SET PROBLEM
Return every one of the records below word for word, leaving the pictures out of your answer.

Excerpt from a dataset
=-=-=-=-=
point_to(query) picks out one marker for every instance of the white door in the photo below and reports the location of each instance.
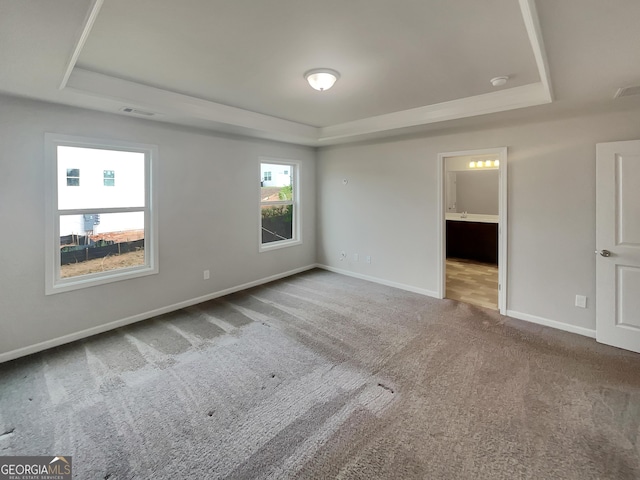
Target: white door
(618, 244)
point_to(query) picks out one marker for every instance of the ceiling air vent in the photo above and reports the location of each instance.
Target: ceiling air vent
(627, 91)
(135, 111)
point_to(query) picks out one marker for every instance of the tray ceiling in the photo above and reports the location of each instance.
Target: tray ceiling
(238, 66)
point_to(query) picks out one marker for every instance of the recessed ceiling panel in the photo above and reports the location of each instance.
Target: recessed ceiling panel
(392, 56)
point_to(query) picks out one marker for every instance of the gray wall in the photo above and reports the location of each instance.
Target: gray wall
(208, 219)
(388, 209)
(477, 191)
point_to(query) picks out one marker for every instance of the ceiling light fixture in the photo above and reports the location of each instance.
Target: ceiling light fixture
(322, 78)
(499, 81)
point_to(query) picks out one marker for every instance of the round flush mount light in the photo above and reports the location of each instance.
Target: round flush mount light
(321, 78)
(499, 81)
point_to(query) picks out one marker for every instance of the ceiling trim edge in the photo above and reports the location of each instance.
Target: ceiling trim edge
(90, 19)
(532, 24)
(174, 106)
(500, 101)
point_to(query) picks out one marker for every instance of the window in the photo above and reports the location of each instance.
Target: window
(109, 178)
(97, 235)
(279, 204)
(73, 177)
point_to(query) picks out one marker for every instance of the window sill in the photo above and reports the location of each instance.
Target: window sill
(92, 280)
(266, 247)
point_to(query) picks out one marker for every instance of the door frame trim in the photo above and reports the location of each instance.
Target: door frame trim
(501, 152)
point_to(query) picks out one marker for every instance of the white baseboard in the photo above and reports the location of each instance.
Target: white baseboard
(381, 281)
(72, 337)
(587, 332)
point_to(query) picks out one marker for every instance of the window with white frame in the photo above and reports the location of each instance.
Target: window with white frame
(109, 178)
(279, 204)
(98, 235)
(73, 177)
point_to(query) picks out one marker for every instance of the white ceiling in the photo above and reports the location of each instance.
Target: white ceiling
(238, 66)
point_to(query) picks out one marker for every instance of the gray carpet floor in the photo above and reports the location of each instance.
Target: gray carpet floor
(325, 376)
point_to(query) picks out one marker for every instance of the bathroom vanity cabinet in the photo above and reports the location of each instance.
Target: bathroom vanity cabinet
(473, 237)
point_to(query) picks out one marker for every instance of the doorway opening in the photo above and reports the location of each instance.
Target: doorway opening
(472, 226)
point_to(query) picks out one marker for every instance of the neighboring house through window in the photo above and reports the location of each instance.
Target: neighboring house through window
(98, 235)
(279, 204)
(73, 177)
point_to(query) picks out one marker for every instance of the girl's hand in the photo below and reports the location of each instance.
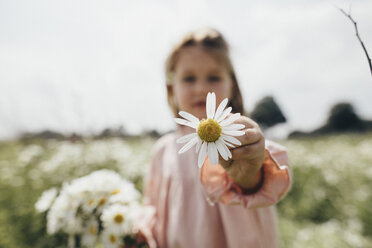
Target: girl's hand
(245, 165)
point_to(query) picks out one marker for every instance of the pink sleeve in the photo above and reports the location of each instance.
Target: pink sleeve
(276, 181)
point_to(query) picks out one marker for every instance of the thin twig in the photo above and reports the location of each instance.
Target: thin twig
(357, 34)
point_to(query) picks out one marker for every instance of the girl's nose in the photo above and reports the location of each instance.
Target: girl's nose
(201, 87)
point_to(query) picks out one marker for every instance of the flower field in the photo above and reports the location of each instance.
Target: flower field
(329, 205)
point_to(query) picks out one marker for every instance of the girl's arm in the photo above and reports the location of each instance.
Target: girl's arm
(275, 182)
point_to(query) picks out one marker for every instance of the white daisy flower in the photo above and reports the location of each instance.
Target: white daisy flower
(212, 135)
(46, 200)
(117, 217)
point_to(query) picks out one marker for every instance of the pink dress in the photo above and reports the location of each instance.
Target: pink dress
(203, 207)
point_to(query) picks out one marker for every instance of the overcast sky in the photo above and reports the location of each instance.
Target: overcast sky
(81, 66)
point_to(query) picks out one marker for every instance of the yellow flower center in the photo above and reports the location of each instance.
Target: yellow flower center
(209, 130)
(118, 218)
(91, 202)
(113, 238)
(115, 192)
(93, 230)
(102, 201)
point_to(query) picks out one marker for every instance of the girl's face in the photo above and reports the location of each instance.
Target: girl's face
(196, 74)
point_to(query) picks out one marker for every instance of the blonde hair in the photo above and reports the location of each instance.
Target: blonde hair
(212, 42)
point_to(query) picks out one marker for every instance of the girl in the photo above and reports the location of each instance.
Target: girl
(228, 205)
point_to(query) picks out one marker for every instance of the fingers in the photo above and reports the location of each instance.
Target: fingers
(251, 136)
(249, 151)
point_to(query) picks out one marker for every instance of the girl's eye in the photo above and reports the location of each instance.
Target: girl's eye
(214, 79)
(189, 79)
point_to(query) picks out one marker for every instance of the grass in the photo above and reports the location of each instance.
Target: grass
(329, 204)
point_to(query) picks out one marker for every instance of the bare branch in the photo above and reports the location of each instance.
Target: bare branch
(357, 34)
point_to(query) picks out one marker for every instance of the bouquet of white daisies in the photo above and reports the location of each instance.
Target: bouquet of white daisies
(100, 208)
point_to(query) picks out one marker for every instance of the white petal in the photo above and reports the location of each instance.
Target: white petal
(233, 127)
(230, 119)
(198, 145)
(230, 139)
(234, 133)
(185, 122)
(188, 145)
(221, 149)
(202, 154)
(212, 153)
(228, 144)
(211, 105)
(188, 116)
(224, 114)
(220, 108)
(186, 138)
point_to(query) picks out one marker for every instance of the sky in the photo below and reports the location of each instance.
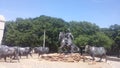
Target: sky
(101, 12)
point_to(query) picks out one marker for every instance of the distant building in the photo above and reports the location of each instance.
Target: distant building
(2, 24)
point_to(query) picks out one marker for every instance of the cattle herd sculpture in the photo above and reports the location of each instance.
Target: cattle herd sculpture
(66, 48)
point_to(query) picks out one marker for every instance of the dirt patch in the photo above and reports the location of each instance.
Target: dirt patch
(35, 62)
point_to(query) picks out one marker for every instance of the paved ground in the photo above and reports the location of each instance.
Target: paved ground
(40, 63)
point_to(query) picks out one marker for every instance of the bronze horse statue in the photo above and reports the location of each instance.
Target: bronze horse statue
=-=-=-=-=
SOLUTION TO THE PROBLEM
point_to(query) picks out one marker for every instance of the white door in the photo below and reports the location of each instance.
Target: white door
(618, 244)
point_to(query) picks out one marker for every instance of the ceiling air vent in the photo above and reports the location of each instance.
Target: ceiling air vent
(627, 91)
(135, 111)
point_to(query) picks out one marker for every instance of the tray ceiling in the photo above and reports the location of each instance.
Target: tray ceiling
(238, 66)
point_to(query) picks out one marker for every instance of the recessed ceiling panel in the photo above and reports the location of each instance.
Target: recessed ceiling panel
(392, 56)
point_to(query) picks out one marker for every instance of the gray wall in the photo above and reports the location of each instance.
Target: gray wall
(208, 219)
(388, 209)
(477, 191)
point_to(query) picks out one marker for every instance of the ceiling light fixture in the photo above and reports the location of each instance.
Target: ceiling light fixture
(322, 78)
(499, 81)
point_to(query) picks out one marker for every instance of the round flush mount light in the photo above and reports the location of each instance.
Target: round flush mount light
(321, 78)
(499, 81)
point_to(query) picks out one marker for every instance of the ceiling trim edge in the photo above and reports the location of each instance.
Target: ceiling trim edge
(90, 19)
(532, 24)
(174, 106)
(500, 101)
point_to(query) picks out one marker for every instance of the window in the photo above and reports the location of each instance.
Target: window
(109, 178)
(97, 235)
(279, 204)
(73, 177)
point_to(query) picks out one marker for every instance of the window sill in the photo above and reports the location of each instance.
Target: window sill
(92, 280)
(266, 247)
point_to(query) picks out one marker for every instance of the door frame trim in the photo above and reports the location of each instance.
Target: door frame trim
(501, 152)
point_to(query) picks out one marker for every instance of the white baseboard in the photo above and reports the location of each instance.
Target: white baseboard
(381, 281)
(72, 337)
(587, 332)
point_to(query) picks out one marker for every instance of the window with white frame in the photo above and reports the location of each instance.
Target: window with white frame
(109, 178)
(279, 204)
(98, 235)
(73, 177)
point_to(query) picks out one marker for every instance of the white ceiling in the photo above and reports the location of each instance.
Target: white ceiling
(238, 66)
point_to(query) picks out one marker for every instance of the gray carpet floor in the photo above and reports the location of each instance.
Target: gray carpet floor
(325, 376)
point_to(query) picks out one marker for every instance of the bathroom vanity cabinet in the photo above and reports the location of each instance.
Target: bathroom vanity cabinet
(473, 237)
point_to(query) picks out one marker for every instance of the doorway opening in the photo above and reports the location of each instance.
Target: doorway opening
(472, 226)
point_to(query) picks out one marker for every instance of the neighboring house through window in the photo above and reports the location of each instance.
Target: neighboring house through window
(98, 235)
(279, 204)
(73, 177)
point_to(query) picks out one marker for every instance of the girl's hand in the photo below and reports the location of each instance.
Target: girl's hand
(245, 165)
point_to(query) picks out one marker for every instance of the pink sleeve in the photo above and reports the location of each instance.
Target: pink sleeve
(276, 181)
point_to(query) picks out one marker for every instance of the thin twig in the photo above and reports the location of each instance.
Target: thin twig
(357, 34)
point_to(query) picks out one marker for every instance of the girl's nose in the photo above and reports the location of each instance.
Target: girl's nose
(201, 87)
point_to(query) picks out one marker for every instance of the flower field in the photo above and reports the location of each instance.
Target: flower field
(329, 205)
point_to(query) picks out one marker for every instance of the girl's arm in the photo above and reports the location of each instance.
Target: girl's arm
(275, 182)
point_to(query) picks out one marker for every instance of the white daisy flower in the photo above and reports the location of each instance.
Target: white daisy flower
(212, 135)
(46, 200)
(117, 217)
point_to(query) picks out one marker for every instance of the pink dress in the photo above and reports the location of each instance.
Target: pink dress
(203, 207)
point_to(query) picks out one marker for every instance of the overcast sky in the photo above and reports the location of each instance.
Target: overcast sky
(81, 66)
point_to(query) picks out one marker for every instance of the yellow flower center in the photo above and reports the location of each instance.
Target: yellow flower center
(209, 130)
(118, 218)
(91, 202)
(113, 238)
(115, 192)
(93, 230)
(102, 201)
point_to(query) picks out one marker for every instance of the girl's face in the photo above and reports the location of each instance.
Target: girl's face
(196, 74)
point_to(query) picks out one marker for every instance of the blonde hair in the photo above and reports the location of each instance.
Target: blonde hair
(212, 42)
point_to(query) picks out one marker for every instance of the girl in the photo above and reports the location of each instance.
Target: girl
(228, 205)
point_to(query) picks out one marker for every instance of the fingers in the photo above and reports the location of each instance.
Target: fingers
(251, 136)
(249, 151)
point_to(query) picks out one marker for every instance of the girl's eye in the photo above and reports the location of each instance.
Target: girl's eye
(214, 79)
(189, 79)
point_to(query) picks out one marker for every instance of the grass in the photo above and reports the location of each instance.
Target: grass
(329, 204)
point_to(query) picks out one marker for every instance of the bare branch in the photo above and reports the location of each instance.
Target: bare branch
(357, 34)
point_to(query) picks out one marker for every instance of the bouquet of white daisies in the photo above and reports the location of each instance.
Target: bouquet of white daisies
(100, 208)
point_to(query) picks out one marker for every instance of the white petal in the photo above and reports the location of each instance.
Target: white petal
(233, 127)
(230, 119)
(198, 145)
(230, 139)
(234, 133)
(185, 122)
(188, 145)
(221, 149)
(202, 154)
(212, 153)
(228, 144)
(211, 105)
(188, 116)
(224, 114)
(220, 108)
(186, 138)
point_to(query) picks out one marker for every instance of the sky in the photo below and reports the location of each instance.
Target: sky
(101, 12)
point_to(query) picks out one marker for every instance of the distant building in the photo above and reports the location of each instance.
Target: distant building
(2, 24)
point_to(query) picks out one marker for every instance of the cattle herd sculpture in the photo above and reports the location of each instance.
Target: cattle herd sculpture
(66, 48)
point_to(query) picks out one marker for every instance of the dirt patch in the photo above and reports the location of each instance.
Target: dirt patch
(35, 62)
point_to(query) picks out one marker for every instance of the paved ground in the photo above and reports the location of each instance.
Target: paved ground
(40, 63)
point_to(query) picks out one marker for every instance of the bronze horse statue in the photo above and reports the location of each instance.
Target: bronze horse statue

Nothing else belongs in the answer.